## [WHAT TO WORK ON]
Copy out the rows below word for word, starting at the line that contains "Can you find the man's" and ending at the line that contains "[[407, 236]]", with both of those lines included.

## [EXCERPTED RECORDS]
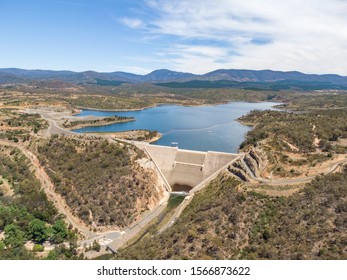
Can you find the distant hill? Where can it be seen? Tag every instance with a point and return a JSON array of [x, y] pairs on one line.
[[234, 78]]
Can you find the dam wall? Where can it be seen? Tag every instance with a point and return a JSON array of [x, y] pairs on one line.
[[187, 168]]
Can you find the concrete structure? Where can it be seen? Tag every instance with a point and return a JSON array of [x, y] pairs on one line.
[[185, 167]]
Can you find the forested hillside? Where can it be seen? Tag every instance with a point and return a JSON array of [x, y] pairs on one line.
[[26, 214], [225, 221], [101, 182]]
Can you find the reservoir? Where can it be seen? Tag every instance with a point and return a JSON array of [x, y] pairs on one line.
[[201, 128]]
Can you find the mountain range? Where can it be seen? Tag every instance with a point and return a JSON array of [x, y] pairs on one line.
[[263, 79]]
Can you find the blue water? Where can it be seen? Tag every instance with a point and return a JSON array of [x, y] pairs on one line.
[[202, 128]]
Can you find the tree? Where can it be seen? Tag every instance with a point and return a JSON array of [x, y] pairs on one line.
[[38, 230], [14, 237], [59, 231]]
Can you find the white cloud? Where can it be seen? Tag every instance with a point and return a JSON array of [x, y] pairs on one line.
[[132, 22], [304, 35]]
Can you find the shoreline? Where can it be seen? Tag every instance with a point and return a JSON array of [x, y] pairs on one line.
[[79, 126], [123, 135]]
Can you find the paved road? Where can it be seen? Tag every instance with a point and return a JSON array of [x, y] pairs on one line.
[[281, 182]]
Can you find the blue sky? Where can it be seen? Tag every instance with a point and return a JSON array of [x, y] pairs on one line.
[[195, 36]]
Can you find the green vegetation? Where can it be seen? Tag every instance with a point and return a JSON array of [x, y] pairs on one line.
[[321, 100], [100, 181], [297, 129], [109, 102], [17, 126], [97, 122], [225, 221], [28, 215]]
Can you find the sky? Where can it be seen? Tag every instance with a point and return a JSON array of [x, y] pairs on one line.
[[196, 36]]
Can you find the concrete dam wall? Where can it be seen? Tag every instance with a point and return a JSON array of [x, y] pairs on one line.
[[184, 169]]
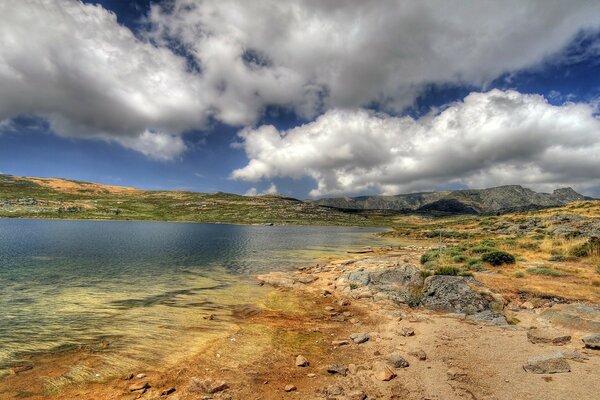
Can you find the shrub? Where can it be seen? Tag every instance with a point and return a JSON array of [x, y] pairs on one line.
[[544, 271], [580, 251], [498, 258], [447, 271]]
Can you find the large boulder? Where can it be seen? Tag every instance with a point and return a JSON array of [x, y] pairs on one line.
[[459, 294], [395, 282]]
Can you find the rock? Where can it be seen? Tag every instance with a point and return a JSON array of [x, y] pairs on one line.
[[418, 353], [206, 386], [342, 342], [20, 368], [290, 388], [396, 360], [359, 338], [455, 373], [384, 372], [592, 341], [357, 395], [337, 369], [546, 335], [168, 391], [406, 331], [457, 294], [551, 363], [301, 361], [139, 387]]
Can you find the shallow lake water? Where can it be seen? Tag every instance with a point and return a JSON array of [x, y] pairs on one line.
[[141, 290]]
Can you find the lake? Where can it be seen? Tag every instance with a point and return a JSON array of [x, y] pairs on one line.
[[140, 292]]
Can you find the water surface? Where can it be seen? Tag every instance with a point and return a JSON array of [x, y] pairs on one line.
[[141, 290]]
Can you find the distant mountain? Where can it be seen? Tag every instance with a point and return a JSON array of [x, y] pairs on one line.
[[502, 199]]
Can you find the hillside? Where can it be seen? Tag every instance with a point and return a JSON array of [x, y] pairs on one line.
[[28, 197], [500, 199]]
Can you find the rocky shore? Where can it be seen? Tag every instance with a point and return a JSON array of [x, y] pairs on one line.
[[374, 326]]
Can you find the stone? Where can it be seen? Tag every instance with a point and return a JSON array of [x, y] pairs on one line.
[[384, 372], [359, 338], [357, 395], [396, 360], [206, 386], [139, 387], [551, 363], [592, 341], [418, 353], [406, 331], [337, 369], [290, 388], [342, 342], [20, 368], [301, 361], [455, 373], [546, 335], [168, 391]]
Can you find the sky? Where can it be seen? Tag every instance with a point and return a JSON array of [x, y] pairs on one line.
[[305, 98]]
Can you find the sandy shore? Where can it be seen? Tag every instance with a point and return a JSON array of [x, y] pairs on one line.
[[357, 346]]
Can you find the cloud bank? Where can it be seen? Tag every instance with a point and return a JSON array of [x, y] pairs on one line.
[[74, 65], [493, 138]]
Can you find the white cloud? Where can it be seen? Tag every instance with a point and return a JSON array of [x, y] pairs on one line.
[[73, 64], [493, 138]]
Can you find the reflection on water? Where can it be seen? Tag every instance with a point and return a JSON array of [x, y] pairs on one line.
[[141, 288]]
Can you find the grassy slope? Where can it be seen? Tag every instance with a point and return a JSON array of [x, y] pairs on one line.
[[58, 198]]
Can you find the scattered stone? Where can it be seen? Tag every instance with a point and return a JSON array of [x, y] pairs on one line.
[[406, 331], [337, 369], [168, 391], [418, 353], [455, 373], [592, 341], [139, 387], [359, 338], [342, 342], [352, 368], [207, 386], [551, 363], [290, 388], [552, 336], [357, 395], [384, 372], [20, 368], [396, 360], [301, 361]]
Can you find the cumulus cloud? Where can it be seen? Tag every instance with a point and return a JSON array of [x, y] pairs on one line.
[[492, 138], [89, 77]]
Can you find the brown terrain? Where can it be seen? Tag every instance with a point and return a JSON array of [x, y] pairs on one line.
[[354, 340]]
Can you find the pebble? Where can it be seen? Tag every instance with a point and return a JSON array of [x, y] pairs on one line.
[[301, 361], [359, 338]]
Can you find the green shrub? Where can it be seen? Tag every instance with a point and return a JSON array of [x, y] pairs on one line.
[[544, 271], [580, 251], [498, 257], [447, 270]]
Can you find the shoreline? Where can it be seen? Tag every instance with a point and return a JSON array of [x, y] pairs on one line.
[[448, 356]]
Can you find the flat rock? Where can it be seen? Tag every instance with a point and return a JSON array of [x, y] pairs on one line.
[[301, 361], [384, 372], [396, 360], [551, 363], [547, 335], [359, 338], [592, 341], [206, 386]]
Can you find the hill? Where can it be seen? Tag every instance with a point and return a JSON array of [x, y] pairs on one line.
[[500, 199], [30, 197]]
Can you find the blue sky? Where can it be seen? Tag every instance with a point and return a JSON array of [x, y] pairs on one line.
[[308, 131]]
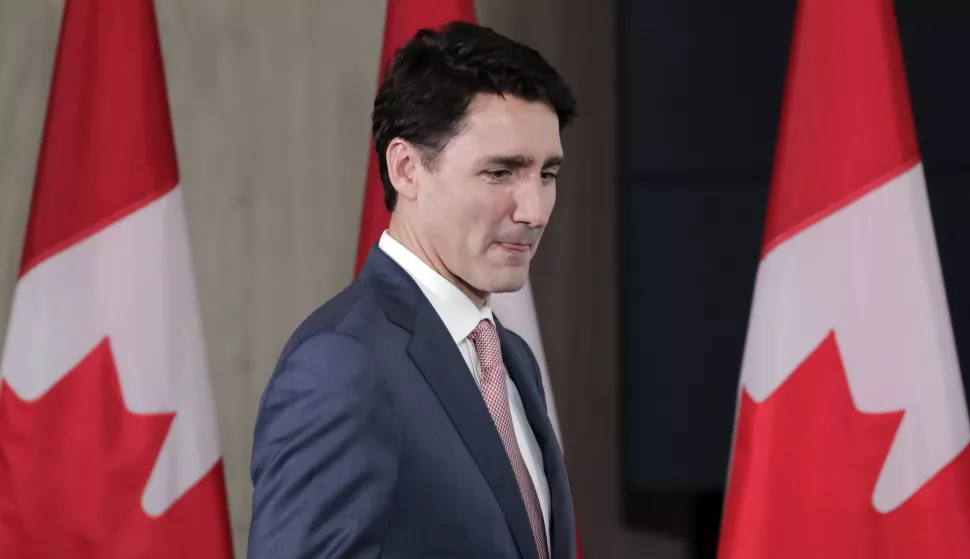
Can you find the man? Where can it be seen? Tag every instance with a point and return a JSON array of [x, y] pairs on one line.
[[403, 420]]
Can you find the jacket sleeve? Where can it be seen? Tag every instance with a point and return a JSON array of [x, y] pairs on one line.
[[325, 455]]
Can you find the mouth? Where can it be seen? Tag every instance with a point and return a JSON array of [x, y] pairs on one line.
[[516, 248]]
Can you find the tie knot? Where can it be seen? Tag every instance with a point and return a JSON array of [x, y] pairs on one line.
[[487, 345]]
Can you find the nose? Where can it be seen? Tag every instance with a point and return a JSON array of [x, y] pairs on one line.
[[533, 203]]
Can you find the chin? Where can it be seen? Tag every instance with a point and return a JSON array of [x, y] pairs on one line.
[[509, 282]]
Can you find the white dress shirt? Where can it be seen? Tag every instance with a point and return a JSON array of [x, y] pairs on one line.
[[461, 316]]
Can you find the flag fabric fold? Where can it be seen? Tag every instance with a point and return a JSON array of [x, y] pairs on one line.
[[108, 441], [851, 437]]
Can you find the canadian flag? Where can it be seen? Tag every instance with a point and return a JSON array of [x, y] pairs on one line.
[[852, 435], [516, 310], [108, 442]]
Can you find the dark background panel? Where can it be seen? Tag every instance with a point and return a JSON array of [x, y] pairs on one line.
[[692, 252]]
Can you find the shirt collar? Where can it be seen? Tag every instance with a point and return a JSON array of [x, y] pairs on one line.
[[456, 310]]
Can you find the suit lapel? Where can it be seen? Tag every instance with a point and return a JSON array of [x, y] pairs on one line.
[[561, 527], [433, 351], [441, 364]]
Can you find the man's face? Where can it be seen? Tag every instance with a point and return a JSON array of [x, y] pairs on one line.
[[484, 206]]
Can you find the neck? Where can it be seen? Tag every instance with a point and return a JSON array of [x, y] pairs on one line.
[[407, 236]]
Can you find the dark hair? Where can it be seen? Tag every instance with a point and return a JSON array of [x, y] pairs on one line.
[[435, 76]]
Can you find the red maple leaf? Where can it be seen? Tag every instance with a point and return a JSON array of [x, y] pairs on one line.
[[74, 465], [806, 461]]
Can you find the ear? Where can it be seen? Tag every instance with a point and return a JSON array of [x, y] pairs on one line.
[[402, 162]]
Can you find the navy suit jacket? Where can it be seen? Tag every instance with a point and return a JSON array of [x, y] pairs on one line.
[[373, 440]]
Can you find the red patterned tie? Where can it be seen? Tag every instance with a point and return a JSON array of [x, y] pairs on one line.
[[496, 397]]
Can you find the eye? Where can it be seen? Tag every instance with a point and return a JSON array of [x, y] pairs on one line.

## [WRITTEN ANSWER]
Can you find the man's face? Where can it be seen? Tag every instance with a point and return a JSON array of [x, y] pairs on one line.
[[484, 206]]
Can you find the neck? Where can it be seen? Tag every instance with a point and return a JSON array of [x, y] pairs on one line.
[[407, 236]]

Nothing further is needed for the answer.